■ GIVEN REQUEST:
Extract every line below that contains the word "boxes", and copy each one unchanged.

##### THE DATA

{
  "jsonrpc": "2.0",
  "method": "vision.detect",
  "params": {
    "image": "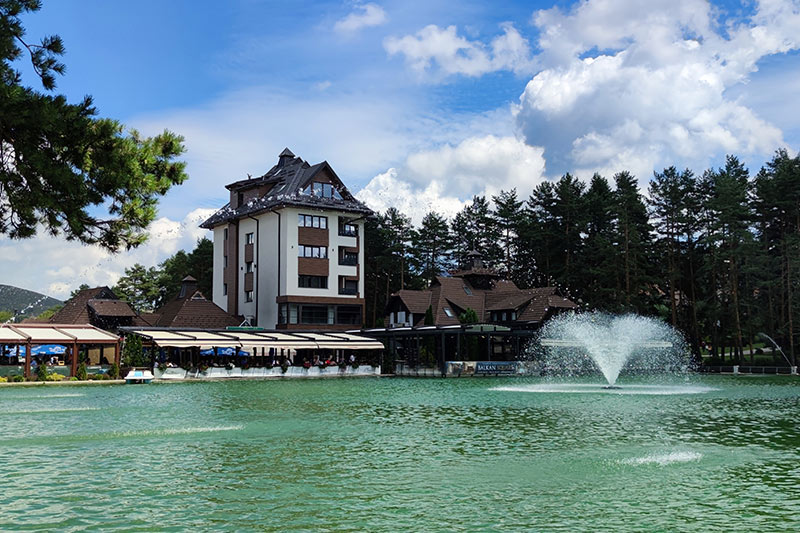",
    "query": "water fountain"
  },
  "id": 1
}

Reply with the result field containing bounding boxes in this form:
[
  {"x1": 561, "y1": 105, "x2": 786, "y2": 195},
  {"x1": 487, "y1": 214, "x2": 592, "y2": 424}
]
[{"x1": 537, "y1": 312, "x2": 688, "y2": 388}]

##########

■ SOLUTION TO THIS EXERCISE:
Reply with the result field containing bounding boxes in this form:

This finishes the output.